> _Selected text_:
○ ○ ○

Keywords
Summary

Keywords

1. International agreements – Agreements of the European Union – Effect of an agreement in the European Union where no express provision of the agreement prescribes its effect

(Arts 216(2) TFEU and 267 TFEU)

2. Preliminary rulings – Jurisdiction of the Court – Examination of the validity of a directive in the light of an international treaty – Chicago Convention on International Civil Aviation – Convention not binding upon the European Union – Examination precluded

(Arts 267 TFEU and 351 TFEU; European Parliament and Council Directive 2008/101)

3. Preliminary rulings – Jurisdiction of the Court – Examination of the validity of a directive in the light of an international treaty – Kyoto Protocol to the United Nations Framework Convention on Climate Change – Protocol binding upon the European Union – Provisions not unconditional and sufficiently precise – Examination precluded

(Art. 267 TFEU; European Parliament and Council Directive 2008/101; Council Decisions 94/69 and 2002/358)

4. Preliminary rulings – Jurisdiction of the Court – Examination of the validity of a directive in the light of an international treaty – Air Transport Agreement concluded between the European Community and its Member States and the United States of America – Rules designed to apply directly and immediately to airlines – Examination permissible

(Art. 267 TFEU; European Parliament and Council Directive 2008/101; Decisions 2007/339 and 2010/465 of the Council and the representatives of the Governments of the Member States)

5. Preliminary rulings – Jurisdiction of the Court – Examination of the validity of a directive in the light of customary international law – Principle that a State has sovereignty over its airspace, principle that the high seas cannot be made subject to State sovereignty and principle of freedom to fly over the high seas – Examination permissible – Conditions and limits

(Art. 3(5) TEU; Art. 267 TFEU; European Parliament and Council Directive 2008/101)

6. Public international law – Principles – Principles of customary international law – Vessel on the high seas governed only by the law of its flag – Application by analogy to aircraft overflying the high seas – Precluded

7. Environment – Atmospheric pollution – Scheme for greenhouse gas emission allowance trading – Inclusion of aviation activities in that scheme – Competence of the European Union to include those activities in the light of the principles of customary international law that a State has sovereignty over its airspace, that the high seas cannot be made subject to State sovereignty, and of freedom to fly over the high seas

(Art. 191(2) TFEU; European Parliament and Council Directive 2008/101)

○ ○ ○

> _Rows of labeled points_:
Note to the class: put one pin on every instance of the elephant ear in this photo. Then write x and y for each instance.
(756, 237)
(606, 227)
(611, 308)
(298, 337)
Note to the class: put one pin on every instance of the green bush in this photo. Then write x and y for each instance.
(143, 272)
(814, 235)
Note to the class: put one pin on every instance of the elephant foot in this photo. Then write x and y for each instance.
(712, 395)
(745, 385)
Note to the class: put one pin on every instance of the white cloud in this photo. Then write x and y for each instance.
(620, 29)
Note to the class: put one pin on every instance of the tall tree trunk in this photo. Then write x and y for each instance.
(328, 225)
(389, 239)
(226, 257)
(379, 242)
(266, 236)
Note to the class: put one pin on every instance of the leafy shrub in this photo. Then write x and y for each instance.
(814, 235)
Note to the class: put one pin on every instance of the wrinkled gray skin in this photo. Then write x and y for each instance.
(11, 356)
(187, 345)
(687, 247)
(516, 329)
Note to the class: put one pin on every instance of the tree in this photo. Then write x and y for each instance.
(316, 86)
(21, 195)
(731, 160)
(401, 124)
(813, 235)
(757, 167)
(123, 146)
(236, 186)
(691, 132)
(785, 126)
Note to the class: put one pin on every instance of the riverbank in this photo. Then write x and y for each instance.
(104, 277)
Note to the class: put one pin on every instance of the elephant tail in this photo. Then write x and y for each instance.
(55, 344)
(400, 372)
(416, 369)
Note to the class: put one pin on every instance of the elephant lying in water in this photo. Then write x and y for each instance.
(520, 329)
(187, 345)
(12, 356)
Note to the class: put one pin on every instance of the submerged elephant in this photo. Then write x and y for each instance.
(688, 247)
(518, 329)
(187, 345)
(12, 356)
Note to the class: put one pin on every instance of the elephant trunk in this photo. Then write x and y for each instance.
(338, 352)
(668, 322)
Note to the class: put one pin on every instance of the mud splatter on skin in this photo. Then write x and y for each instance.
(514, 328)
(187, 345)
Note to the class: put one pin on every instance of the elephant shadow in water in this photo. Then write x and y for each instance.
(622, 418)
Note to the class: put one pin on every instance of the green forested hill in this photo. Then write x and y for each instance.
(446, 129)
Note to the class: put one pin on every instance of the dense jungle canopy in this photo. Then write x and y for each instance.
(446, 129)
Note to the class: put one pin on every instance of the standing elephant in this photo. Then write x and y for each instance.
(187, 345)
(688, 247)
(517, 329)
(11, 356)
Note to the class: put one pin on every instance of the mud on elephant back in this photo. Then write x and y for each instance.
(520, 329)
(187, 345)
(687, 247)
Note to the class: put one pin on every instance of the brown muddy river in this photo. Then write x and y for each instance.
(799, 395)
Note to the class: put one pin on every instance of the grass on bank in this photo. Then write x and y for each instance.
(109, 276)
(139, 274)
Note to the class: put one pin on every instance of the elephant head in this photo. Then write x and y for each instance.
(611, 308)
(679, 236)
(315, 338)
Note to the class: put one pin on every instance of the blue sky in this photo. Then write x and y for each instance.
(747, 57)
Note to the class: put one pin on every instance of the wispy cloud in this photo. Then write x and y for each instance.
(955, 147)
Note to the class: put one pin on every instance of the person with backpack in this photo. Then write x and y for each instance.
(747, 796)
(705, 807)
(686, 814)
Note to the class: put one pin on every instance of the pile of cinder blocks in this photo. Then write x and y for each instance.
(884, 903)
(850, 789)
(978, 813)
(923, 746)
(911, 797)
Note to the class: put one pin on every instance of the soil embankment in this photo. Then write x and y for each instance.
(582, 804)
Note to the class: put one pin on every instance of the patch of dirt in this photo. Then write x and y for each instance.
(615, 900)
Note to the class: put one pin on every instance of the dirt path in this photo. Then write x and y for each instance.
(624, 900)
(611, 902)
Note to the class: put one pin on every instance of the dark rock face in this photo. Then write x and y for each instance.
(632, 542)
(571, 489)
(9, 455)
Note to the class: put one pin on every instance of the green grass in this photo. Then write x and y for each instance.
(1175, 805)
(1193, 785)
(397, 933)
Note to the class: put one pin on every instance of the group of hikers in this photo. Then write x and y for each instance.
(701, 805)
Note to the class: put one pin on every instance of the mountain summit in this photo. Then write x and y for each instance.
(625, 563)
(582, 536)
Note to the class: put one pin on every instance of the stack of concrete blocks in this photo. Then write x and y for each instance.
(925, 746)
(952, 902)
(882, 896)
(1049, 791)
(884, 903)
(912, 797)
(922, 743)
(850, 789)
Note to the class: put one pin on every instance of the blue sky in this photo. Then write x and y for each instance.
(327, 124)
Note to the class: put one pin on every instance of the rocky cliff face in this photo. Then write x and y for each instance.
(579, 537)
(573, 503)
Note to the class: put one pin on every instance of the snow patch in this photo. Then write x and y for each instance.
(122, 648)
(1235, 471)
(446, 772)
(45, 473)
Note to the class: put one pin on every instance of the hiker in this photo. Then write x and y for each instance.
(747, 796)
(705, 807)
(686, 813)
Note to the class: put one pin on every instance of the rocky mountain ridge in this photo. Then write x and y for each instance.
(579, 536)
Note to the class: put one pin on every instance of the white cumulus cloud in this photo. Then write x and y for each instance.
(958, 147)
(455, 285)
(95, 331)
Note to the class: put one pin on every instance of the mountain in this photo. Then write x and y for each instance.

○ ○ ○

> _Written request_: Rewrite the keywords starting with "(Arts 216(2) TFEU" and going on through "94/69 and 2002/358)", putting "Montreal Convention" wherever "Chicago Convention" appears.

> _Result of this task_:
(Arts 216(2) TFEU and 267 TFEU)

2. Preliminary rulings – Jurisdiction of the Court – Examination of the validity of a directive in the light of an international treaty – Montreal Convention on International Civil Aviation – Convention not binding upon the European Union – Examination precluded

(Arts 267 TFEU and 351 TFEU; European Parliament and Council Directive 2008/101)

3. Preliminary rulings – Jurisdiction of the Court – Examination of the validity of a directive in the light of an international treaty – Kyoto Protocol to the United Nations Framework Convention on Climate Change – Protocol binding upon the European Union – Provisions not unconditional and sufficiently precise – Examination precluded

(Art. 267 TFEU; European Parliament and Council Directive 2008/101; Council Decisions 94/69 and 2002/358)